= Beginning of Section =

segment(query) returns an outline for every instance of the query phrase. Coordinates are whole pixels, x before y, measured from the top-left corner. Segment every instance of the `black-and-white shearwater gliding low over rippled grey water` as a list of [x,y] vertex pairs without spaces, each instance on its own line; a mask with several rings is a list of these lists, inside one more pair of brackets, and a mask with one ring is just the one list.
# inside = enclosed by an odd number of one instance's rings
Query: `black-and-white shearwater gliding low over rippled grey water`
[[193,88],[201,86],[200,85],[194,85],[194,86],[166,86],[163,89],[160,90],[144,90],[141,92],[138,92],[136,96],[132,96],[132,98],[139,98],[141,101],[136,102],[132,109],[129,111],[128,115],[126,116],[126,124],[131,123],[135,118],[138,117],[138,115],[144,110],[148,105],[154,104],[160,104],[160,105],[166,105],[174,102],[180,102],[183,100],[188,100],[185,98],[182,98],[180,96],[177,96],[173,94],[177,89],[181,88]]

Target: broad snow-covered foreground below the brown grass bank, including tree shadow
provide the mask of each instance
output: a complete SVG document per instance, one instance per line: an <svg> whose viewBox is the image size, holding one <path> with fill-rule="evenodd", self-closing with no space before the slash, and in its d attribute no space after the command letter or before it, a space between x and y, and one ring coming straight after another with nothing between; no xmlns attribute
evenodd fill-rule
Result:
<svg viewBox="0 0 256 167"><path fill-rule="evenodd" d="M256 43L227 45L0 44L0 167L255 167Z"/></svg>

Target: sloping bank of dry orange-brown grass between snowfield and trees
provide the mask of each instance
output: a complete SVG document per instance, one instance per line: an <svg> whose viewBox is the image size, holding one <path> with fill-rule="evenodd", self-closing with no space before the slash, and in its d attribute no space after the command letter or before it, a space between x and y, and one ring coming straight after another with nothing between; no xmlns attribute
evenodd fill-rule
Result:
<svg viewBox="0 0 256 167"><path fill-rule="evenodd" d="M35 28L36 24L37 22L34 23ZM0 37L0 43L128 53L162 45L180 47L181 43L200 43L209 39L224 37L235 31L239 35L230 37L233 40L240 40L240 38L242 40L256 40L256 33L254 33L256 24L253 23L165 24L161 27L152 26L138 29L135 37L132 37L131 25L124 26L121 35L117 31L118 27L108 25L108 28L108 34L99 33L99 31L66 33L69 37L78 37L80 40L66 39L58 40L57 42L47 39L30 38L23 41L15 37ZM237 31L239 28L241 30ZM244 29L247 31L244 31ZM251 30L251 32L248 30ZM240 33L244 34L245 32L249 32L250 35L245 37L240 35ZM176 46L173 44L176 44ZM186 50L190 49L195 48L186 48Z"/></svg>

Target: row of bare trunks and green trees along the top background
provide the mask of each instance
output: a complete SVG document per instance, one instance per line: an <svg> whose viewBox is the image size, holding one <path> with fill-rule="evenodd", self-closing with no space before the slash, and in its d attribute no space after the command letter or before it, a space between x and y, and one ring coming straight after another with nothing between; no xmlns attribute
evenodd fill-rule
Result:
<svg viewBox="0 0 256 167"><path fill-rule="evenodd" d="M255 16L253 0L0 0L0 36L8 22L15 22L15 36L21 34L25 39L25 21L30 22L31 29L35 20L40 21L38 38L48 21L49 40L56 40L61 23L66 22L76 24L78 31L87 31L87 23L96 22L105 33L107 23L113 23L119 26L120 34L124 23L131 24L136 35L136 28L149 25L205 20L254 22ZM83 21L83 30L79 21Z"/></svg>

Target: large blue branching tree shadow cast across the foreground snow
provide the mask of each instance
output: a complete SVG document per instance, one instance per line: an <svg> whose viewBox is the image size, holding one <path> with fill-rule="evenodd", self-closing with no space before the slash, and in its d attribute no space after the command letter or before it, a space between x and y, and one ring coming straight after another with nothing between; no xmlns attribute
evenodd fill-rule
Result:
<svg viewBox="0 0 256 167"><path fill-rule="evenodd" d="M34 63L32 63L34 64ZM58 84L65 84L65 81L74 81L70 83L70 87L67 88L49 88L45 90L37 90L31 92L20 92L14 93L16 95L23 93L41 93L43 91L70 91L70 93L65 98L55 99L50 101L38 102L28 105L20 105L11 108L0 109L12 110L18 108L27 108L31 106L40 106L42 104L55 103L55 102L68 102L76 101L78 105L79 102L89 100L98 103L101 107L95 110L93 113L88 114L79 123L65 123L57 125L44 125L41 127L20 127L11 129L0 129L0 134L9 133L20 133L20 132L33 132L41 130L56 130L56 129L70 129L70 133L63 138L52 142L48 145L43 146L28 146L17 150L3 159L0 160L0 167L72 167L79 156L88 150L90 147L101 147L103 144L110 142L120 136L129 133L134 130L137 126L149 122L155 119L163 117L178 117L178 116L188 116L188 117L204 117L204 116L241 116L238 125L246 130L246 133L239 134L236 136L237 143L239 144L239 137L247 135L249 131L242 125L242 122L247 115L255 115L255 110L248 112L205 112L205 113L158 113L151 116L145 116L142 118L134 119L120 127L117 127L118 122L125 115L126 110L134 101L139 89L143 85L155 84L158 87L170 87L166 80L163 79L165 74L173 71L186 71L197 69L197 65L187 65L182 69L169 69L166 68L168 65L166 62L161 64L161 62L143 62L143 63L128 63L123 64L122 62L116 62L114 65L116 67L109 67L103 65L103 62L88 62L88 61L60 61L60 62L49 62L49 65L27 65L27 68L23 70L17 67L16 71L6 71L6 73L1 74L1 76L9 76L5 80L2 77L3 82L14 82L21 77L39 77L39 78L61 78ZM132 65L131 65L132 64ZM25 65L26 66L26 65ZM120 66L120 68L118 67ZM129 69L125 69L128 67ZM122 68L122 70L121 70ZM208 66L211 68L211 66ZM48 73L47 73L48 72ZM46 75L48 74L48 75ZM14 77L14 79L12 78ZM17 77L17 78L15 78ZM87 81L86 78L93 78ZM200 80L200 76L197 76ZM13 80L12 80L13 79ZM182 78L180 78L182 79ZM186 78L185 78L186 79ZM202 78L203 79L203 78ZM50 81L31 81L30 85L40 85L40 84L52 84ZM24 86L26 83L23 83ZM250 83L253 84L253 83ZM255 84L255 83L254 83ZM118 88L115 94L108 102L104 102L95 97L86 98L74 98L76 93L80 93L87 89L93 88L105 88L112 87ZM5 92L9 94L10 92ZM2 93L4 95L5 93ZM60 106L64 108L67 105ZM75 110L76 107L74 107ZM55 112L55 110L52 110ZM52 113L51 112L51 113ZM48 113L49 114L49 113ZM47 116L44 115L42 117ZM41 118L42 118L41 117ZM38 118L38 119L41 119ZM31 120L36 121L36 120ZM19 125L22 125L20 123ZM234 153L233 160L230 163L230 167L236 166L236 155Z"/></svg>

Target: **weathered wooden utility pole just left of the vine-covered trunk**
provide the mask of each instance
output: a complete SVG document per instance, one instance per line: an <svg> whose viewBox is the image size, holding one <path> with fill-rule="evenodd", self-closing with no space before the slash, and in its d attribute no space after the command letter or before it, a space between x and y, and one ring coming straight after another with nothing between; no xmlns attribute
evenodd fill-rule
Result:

= End of Section =

[Assignment]:
Every entry should be transcribed exactly, with nothing omitted.

[Written answer]:
segment(query) returns an outline for every instance of the query phrase. Coordinates are whole pixels, x before y, measured from the top-left corner. Segment every instance of the `black-and-white shearwater gliding low over rippled grey water` as a list of [x,y] vertex pairs without spaces, each instance on its own line; a mask with several rings is a list of these lists, inside one more pair of brackets, and a mask with one ring is just the one list.
# inside = enclosed by an odd number of one instance's rings
Query: `black-and-white shearwater gliding low over rippled grey water`
[[193,88],[201,86],[200,85],[194,85],[194,86],[166,86],[163,89],[160,90],[144,90],[141,92],[138,92],[136,96],[132,96],[132,98],[139,98],[141,101],[136,102],[132,109],[129,111],[128,115],[126,116],[126,124],[131,123],[135,118],[138,117],[138,115],[144,110],[148,105],[154,104],[160,104],[160,105],[166,105],[174,102],[180,102],[183,100],[188,100],[185,98],[182,98],[180,96],[177,96],[173,94],[177,89],[181,88]]

Target: broad snow-covered foreground below the brown grass bank, including tree shadow
provide the mask of each instance
output: a complete SVG document per instance, one instance per line: an <svg> whose viewBox is the image size, holding one <path> with fill-rule="evenodd", self-closing with no space before the slash, and in its d attribute no space after the command letter or before it, a space between x and y, and one ring coming straight after another with nothing between; no xmlns attribute
evenodd fill-rule
Result:
<svg viewBox="0 0 256 167"><path fill-rule="evenodd" d="M256 43L227 45L0 44L0 167L255 167Z"/></svg>

Target: sloping bank of dry orange-brown grass between snowfield and trees
provide the mask of each instance
output: a complete SVG document per instance, one instance per line: an <svg> whose viewBox is the image size, holding one <path> with fill-rule="evenodd", self-closing with no space before the slash, and in its d attribute no space after the command letter or before it, a space between x and y, and one ring coming straight after another with nothing between; no xmlns attribute
evenodd fill-rule
Result:
<svg viewBox="0 0 256 167"><path fill-rule="evenodd" d="M35 28L36 24L37 22L34 23ZM0 37L0 43L128 53L162 45L180 47L181 43L200 43L209 39L224 37L235 31L239 35L230 37L233 40L240 40L240 38L242 40L256 40L256 33L254 33L256 24L253 23L165 24L161 27L152 26L138 29L135 37L132 37L131 25L124 26L121 35L117 31L118 27L108 25L108 28L108 34L99 33L99 31L66 33L69 37L78 37L80 40L66 39L58 40L57 42L47 39L30 38L23 41L15 37ZM237 31L239 28L241 30ZM244 29L247 31L244 31ZM251 30L251 32L248 30ZM240 33L244 34L245 32L249 32L250 35L245 37L240 35ZM176 46L173 44L176 44ZM186 50L190 49L195 48L186 48Z"/></svg>

Target: row of bare trunks and green trees along the top background
provide the mask of each instance
output: a complete SVG document per instance, one instance per line: an <svg> whose viewBox is the image size, holding one <path> with fill-rule="evenodd", self-closing with no space before the slash, and in its d attribute no space after the command letter or before it, a space between x and y, and one ring coming straight after another with nothing between; no xmlns attribute
evenodd fill-rule
Result:
<svg viewBox="0 0 256 167"><path fill-rule="evenodd" d="M255 16L253 0L0 0L0 36L8 22L15 22L15 36L21 34L25 39L25 21L30 22L31 29L35 20L40 21L38 38L48 21L49 40L56 40L61 23L66 22L76 24L78 31L87 31L87 23L96 22L105 33L107 23L113 23L119 26L120 34L124 23L131 24L136 35L136 28L149 25L205 20L254 22ZM83 21L83 30L79 21Z"/></svg>

Target: large blue branching tree shadow cast across the foreground snow
provide the mask of each instance
output: a complete SVG document per instance, one instance per line: an <svg> whose viewBox is the image size, holding one <path> with fill-rule="evenodd", self-closing with no space before the slash, and in its d attribute no space after the command letter or before it, a space between x and y, and one ring coming straight after another with nothing between; no xmlns attribute
evenodd fill-rule
Result:
<svg viewBox="0 0 256 167"><path fill-rule="evenodd" d="M34 63L32 63L34 64ZM58 84L65 84L65 81L74 81L70 83L70 87L67 88L49 88L45 90L37 90L31 92L20 92L14 93L16 95L23 93L41 93L43 91L70 91L70 93L65 98L55 99L50 101L38 102L28 105L20 105L11 108L0 109L12 110L18 108L27 108L31 106L40 106L42 104L55 103L55 102L68 102L76 101L78 105L79 102L89 100L98 103L101 107L95 110L93 113L88 114L79 123L65 123L57 125L44 125L41 127L20 127L11 129L0 129L0 134L9 133L20 133L20 132L33 132L41 130L56 130L56 129L70 129L70 133L63 138L52 142L48 145L43 146L28 146L17 150L3 159L0 160L0 167L72 167L79 156L88 150L90 147L101 147L103 144L110 142L120 136L129 133L134 130L137 126L149 122L155 119L163 117L178 117L178 116L188 116L188 117L204 117L204 116L241 116L238 125L246 130L246 133L239 134L236 136L237 143L239 144L239 137L247 135L249 131L242 125L242 122L247 115L255 115L255 110L248 112L205 112L205 113L158 113L151 116L145 116L142 118L134 119L120 127L117 127L118 122L125 115L126 110L134 101L139 89L143 85L155 84L158 87L170 87L166 80L163 79L165 74L173 71L186 71L197 69L197 65L187 65L182 69L169 69L166 68L168 65L166 62L161 64L161 62L143 62L143 63L128 63L123 64L122 62L116 62L114 65L116 67L109 67L103 65L103 62L88 62L88 61L60 61L60 62L49 62L49 65L27 65L27 68L23 70L17 67L16 71L6 71L6 73L1 74L1 76L9 76L5 80L2 77L3 82L14 82L21 77L39 77L39 78L61 78ZM132 65L131 65L132 64ZM25 65L26 66L26 65ZM120 66L120 68L118 67ZM129 69L125 69L128 67ZM122 68L122 70L121 70ZM208 66L211 68L211 66ZM48 73L47 73L48 72ZM46 75L48 74L48 75ZM14 77L14 79L12 78ZM17 77L17 78L15 78ZM87 81L86 78L93 78ZM200 80L200 76L197 76ZM13 80L12 80L13 79ZM182 78L180 78L182 79ZM186 78L185 78L186 79ZM202 78L203 79L203 78ZM50 81L31 81L30 85L40 85L40 84L52 84ZM24 86L26 83L23 83ZM250 83L253 84L253 83ZM255 84L255 83L254 83ZM118 88L115 94L108 102L104 102L95 97L86 98L74 98L76 93L80 93L87 89L93 88L105 88L112 87ZM5 92L9 94L10 92ZM2 93L4 95L5 93ZM60 106L64 108L67 105ZM75 110L76 107L74 107ZM55 112L55 110L52 110ZM52 113L51 112L51 113ZM48 113L49 114L49 113ZM47 116L44 115L42 117ZM41 118L42 118L41 117ZM38 118L38 119L41 119ZM31 120L36 121L36 120ZM19 125L22 125L20 123ZM234 153L233 160L230 163L230 167L236 166L236 155Z"/></svg>

Target: **weathered wooden utility pole just left of the vine-covered trunk**
provide the mask of each instance
output: a complete SVG document per instance, one instance per line: an <svg> whose viewBox is the image size, holding one <path> with fill-rule="evenodd", self-closing with no space before the slash, and in its d attribute no space after the command letter or before it, a space between x and y, and one ring coming straight after another with nothing between; no xmlns attribute
evenodd fill-rule
Result:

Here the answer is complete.